TASK STATEMENT: Copy the data below verbatim, from the line containing "Task: segment the" through the line containing "500L364 522L392 548L308", and reproduce nothing else.

MATERIAL PROVIDED START

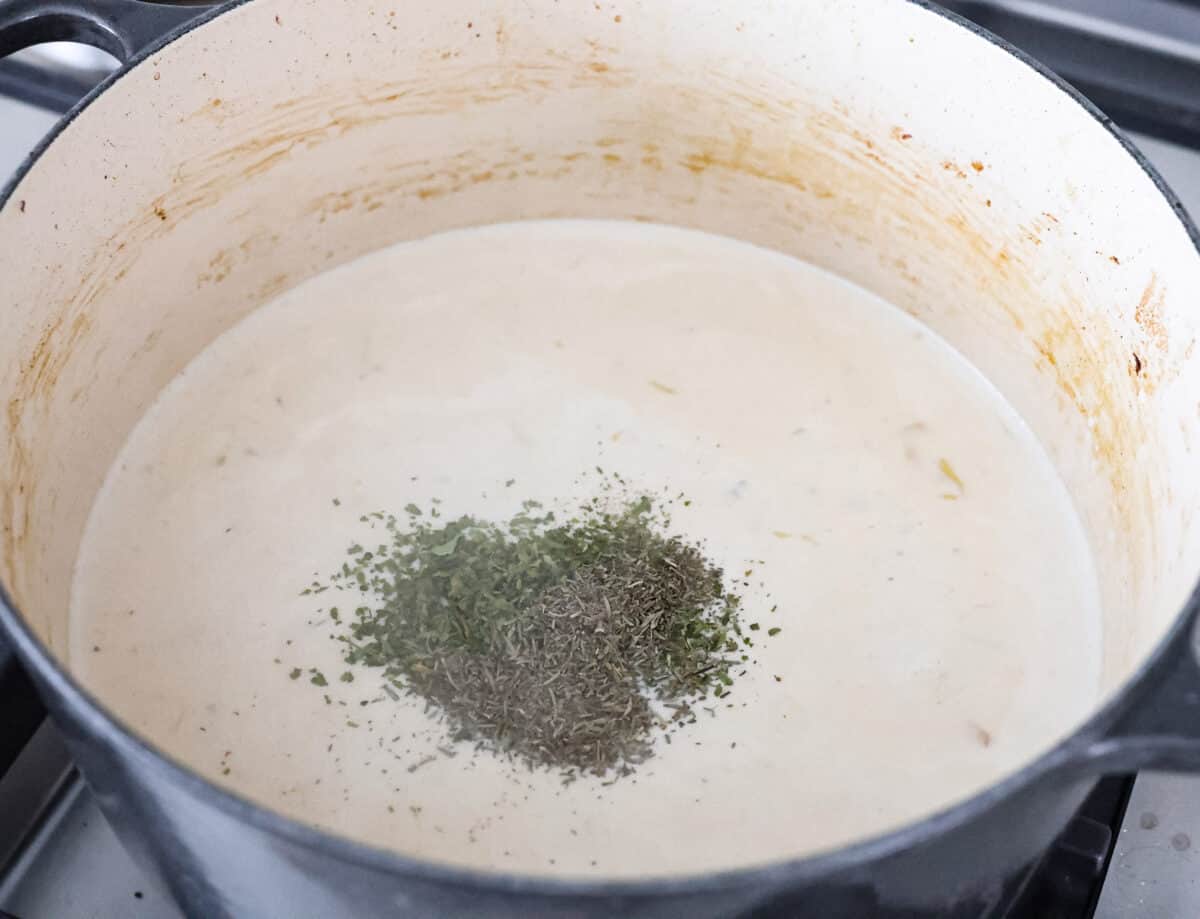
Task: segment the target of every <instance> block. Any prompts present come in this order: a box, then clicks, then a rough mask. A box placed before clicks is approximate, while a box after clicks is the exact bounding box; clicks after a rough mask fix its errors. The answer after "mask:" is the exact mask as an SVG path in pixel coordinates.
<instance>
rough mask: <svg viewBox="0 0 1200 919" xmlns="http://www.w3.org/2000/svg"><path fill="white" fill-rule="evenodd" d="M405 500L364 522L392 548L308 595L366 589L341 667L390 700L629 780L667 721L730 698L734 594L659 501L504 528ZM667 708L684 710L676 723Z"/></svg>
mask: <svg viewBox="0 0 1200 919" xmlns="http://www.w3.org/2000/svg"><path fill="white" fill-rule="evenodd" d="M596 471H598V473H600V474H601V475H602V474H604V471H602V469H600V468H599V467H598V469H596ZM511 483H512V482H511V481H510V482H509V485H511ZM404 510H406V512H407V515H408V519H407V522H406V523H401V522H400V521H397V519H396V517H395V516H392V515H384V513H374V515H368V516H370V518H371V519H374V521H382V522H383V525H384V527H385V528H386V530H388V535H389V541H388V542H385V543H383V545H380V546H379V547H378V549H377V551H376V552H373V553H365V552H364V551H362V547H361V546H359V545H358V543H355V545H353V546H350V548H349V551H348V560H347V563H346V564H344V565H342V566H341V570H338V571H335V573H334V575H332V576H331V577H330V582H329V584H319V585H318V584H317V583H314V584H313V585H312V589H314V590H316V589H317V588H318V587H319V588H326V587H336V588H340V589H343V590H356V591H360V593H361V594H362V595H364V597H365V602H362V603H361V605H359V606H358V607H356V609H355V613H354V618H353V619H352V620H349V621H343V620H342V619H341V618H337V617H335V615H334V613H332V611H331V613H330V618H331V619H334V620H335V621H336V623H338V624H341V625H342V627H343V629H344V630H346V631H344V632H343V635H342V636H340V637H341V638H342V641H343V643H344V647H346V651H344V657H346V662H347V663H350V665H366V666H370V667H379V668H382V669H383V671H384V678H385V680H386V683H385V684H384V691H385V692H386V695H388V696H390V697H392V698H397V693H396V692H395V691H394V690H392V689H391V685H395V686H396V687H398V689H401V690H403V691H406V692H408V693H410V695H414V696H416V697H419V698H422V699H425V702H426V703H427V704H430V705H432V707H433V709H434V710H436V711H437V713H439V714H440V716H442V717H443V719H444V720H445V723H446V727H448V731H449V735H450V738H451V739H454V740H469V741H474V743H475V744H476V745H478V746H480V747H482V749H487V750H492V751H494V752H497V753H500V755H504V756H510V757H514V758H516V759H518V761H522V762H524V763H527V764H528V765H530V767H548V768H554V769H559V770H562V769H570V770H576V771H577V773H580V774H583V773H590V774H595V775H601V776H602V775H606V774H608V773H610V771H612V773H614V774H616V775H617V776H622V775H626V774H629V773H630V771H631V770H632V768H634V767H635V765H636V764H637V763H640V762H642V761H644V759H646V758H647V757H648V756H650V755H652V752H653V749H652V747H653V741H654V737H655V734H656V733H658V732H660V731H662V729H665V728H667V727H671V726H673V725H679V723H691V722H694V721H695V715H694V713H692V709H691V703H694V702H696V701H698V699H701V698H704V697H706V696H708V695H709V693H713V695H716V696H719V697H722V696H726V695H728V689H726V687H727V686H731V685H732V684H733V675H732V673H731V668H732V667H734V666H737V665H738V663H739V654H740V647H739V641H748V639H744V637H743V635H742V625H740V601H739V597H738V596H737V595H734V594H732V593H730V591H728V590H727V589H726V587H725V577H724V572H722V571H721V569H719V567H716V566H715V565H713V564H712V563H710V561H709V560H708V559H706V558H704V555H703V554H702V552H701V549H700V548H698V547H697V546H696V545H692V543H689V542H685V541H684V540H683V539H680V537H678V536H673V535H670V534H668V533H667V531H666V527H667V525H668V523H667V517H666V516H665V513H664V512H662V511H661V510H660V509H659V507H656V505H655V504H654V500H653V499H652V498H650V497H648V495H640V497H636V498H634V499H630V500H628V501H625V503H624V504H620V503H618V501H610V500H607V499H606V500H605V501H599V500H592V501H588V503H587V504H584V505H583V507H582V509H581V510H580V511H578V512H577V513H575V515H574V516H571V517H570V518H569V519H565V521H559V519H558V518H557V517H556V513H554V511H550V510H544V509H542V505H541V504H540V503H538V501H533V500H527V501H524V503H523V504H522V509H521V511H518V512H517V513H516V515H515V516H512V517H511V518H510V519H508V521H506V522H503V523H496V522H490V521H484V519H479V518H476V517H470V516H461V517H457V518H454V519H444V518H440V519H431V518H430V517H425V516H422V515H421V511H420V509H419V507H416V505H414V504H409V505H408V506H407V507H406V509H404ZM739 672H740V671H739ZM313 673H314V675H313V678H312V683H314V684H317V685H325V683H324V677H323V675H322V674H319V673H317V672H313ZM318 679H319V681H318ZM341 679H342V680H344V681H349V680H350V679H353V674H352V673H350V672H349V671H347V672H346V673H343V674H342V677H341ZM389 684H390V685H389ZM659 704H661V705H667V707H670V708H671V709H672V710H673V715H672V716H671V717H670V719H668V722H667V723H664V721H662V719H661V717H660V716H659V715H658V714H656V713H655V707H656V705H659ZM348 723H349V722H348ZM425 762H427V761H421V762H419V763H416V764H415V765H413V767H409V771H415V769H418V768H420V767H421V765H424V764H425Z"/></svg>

MATERIAL PROVIDED END
MATERIAL PROVIDED START

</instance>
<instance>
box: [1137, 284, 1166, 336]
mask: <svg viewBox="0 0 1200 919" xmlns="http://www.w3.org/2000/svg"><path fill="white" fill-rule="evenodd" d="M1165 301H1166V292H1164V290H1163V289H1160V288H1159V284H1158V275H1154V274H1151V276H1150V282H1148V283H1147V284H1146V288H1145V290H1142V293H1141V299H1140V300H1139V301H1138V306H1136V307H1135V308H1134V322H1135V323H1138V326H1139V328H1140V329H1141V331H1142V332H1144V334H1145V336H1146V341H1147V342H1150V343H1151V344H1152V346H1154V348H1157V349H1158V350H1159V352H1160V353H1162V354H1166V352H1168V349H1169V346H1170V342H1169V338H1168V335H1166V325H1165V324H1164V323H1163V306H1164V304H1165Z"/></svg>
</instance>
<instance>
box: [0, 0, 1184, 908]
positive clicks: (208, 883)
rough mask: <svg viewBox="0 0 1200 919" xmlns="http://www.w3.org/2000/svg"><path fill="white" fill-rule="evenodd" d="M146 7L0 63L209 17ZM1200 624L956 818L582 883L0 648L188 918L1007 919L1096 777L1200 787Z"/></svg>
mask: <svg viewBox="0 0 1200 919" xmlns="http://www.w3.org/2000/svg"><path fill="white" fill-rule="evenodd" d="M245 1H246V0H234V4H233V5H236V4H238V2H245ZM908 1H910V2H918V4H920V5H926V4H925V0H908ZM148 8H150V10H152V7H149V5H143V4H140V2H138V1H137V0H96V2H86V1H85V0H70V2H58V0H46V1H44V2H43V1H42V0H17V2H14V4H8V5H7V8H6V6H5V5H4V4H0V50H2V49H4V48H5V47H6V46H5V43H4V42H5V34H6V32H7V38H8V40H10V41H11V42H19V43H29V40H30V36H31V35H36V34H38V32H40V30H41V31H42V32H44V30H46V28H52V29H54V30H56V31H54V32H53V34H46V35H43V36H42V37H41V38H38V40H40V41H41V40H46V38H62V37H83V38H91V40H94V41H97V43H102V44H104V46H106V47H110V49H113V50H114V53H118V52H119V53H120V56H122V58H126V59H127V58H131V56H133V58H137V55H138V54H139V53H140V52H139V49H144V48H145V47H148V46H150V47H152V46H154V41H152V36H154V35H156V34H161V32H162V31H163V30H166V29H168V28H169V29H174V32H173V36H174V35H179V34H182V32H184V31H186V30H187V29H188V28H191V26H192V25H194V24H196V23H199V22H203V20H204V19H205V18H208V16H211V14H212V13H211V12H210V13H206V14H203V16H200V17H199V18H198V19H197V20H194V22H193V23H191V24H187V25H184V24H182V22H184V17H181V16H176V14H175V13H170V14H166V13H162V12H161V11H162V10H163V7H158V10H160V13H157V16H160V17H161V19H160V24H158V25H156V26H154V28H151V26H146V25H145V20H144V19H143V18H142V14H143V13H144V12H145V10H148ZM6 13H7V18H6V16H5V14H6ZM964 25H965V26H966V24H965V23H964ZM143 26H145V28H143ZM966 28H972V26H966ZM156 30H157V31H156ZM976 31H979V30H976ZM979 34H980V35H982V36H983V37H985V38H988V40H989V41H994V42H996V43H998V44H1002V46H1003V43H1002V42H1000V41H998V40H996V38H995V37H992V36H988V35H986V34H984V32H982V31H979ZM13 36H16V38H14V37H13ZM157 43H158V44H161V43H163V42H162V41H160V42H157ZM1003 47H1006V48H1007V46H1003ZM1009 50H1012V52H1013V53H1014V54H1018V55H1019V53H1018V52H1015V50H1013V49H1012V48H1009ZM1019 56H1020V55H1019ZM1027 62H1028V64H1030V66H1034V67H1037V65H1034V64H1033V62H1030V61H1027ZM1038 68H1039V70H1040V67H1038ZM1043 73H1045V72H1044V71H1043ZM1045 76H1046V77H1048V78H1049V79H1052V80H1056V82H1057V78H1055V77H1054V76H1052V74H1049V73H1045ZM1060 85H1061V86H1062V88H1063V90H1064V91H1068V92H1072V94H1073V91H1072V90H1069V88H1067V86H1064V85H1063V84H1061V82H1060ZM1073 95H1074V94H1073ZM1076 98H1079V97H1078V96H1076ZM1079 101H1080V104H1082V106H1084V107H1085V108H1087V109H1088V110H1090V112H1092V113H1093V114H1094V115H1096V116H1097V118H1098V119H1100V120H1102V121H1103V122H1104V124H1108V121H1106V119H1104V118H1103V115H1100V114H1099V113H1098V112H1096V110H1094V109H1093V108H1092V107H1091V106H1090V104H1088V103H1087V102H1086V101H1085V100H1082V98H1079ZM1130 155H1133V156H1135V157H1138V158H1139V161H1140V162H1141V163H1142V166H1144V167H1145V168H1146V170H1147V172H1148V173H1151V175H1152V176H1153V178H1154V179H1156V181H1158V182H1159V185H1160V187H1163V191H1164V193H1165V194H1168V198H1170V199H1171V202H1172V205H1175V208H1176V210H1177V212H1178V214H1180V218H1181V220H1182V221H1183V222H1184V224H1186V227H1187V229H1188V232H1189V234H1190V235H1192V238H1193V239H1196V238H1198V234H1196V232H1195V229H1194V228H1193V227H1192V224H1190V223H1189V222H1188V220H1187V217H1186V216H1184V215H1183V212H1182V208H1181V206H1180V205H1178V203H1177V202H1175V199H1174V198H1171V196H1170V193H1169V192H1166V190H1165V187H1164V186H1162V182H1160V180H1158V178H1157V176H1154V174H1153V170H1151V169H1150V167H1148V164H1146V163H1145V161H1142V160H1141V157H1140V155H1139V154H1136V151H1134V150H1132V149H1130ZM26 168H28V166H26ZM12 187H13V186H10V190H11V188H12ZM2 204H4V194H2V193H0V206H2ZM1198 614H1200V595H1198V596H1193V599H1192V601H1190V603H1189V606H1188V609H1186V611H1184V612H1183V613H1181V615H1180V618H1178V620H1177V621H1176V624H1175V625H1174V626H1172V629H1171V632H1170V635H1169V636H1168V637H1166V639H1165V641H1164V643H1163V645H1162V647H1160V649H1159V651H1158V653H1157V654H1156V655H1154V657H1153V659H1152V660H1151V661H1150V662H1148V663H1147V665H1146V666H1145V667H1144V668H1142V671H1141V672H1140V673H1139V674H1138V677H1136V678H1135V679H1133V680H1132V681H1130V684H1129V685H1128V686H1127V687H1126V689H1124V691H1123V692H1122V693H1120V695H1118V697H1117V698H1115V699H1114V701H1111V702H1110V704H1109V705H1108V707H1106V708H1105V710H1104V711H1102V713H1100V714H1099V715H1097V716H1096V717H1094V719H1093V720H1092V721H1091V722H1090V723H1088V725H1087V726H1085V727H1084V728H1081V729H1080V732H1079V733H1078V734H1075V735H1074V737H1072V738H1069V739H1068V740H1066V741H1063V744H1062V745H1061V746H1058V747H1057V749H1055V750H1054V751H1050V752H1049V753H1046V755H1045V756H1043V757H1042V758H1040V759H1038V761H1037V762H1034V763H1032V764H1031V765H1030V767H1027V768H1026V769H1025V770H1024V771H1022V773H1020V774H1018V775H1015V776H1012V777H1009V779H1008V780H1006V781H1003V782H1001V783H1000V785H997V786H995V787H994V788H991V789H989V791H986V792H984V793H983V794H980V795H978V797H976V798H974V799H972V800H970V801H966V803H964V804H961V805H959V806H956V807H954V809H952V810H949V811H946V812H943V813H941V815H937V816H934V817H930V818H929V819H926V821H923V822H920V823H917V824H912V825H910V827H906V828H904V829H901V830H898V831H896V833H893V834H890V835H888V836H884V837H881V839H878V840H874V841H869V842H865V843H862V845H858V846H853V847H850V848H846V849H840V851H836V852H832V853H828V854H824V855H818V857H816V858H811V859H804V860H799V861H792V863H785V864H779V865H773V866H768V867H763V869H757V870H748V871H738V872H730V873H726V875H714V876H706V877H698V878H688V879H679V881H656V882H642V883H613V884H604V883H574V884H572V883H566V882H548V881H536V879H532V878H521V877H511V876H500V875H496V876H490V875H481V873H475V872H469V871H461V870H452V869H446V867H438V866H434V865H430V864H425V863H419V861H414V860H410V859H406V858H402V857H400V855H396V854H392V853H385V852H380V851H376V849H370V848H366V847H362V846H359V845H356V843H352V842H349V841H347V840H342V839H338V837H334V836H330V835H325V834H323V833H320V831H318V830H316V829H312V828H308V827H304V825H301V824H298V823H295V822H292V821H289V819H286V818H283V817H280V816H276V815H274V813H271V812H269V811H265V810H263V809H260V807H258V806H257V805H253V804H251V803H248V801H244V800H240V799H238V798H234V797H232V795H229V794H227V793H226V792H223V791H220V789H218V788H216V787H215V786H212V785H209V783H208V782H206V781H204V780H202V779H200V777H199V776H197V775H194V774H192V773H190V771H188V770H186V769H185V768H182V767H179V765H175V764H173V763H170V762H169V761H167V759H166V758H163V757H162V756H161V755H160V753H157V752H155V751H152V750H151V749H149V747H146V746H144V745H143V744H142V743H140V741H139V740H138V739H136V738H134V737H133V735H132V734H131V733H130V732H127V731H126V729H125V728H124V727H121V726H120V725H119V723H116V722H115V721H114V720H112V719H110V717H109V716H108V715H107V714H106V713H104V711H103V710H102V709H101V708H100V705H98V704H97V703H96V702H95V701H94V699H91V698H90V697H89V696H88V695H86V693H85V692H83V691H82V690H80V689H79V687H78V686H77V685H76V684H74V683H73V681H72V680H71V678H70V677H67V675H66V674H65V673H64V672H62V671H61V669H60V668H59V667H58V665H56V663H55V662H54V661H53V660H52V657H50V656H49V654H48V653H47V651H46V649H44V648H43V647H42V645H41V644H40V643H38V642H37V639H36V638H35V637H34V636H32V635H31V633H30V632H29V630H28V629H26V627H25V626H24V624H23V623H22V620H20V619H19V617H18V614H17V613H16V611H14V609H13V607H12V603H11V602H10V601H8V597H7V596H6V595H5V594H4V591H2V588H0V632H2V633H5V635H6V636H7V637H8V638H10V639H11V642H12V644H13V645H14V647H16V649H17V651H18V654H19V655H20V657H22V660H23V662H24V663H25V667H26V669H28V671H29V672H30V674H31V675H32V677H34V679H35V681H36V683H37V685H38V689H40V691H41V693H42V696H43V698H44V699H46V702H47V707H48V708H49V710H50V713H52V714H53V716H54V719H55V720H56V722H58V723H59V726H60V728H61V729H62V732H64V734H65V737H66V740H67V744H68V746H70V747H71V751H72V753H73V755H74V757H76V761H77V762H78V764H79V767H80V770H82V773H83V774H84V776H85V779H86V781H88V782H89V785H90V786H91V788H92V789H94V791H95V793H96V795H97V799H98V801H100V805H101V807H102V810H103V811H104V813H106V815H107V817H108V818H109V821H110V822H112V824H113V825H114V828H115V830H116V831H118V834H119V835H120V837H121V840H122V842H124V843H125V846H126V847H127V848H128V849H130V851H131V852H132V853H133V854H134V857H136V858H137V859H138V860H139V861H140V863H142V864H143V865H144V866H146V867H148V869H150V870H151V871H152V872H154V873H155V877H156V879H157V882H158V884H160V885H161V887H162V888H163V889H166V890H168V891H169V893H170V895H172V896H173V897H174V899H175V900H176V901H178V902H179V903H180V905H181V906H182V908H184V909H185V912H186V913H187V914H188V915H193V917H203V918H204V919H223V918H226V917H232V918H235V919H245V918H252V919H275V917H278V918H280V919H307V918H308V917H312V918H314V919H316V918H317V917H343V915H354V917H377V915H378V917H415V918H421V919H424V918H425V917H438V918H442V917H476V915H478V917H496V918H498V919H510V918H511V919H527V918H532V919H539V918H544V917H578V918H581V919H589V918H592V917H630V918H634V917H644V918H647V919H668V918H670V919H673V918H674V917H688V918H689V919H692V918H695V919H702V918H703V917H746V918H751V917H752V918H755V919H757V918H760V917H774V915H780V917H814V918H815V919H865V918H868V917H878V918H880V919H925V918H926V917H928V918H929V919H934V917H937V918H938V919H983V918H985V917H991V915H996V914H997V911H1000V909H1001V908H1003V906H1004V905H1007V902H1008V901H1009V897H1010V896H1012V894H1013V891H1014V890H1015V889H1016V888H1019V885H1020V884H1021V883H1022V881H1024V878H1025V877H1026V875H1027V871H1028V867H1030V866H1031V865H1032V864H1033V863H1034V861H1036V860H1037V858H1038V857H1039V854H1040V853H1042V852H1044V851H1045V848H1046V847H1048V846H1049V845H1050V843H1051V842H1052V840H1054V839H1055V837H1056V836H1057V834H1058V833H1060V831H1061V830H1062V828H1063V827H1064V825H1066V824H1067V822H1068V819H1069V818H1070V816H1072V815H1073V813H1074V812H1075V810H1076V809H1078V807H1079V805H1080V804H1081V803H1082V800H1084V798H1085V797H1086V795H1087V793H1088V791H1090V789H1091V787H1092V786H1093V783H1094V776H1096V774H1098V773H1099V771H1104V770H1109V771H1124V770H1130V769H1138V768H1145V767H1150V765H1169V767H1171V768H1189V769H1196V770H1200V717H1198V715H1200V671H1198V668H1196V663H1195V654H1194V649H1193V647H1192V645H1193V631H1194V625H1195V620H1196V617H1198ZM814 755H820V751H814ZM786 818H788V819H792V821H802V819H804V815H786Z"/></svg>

MATERIAL PROVIDED END

ANSWER SPACE:
Task: segment the target of every <instance> block. Any prompts present come in this order: a box, then clicks, then a rough mask. A box placed before clicks is approximate, while a box after clicks is the exact bounding box; clicks after a rough mask fix its errors. The answer after "mask:" is the exact mask as an SVG path in pixel coordinates.
<instance>
rough mask: <svg viewBox="0 0 1200 919" xmlns="http://www.w3.org/2000/svg"><path fill="white" fill-rule="evenodd" d="M405 500L364 522L392 548L308 595L366 589L341 667L390 700L629 780L667 721L730 698L734 594L659 501L504 528ZM667 708L684 710L676 723Z"/></svg>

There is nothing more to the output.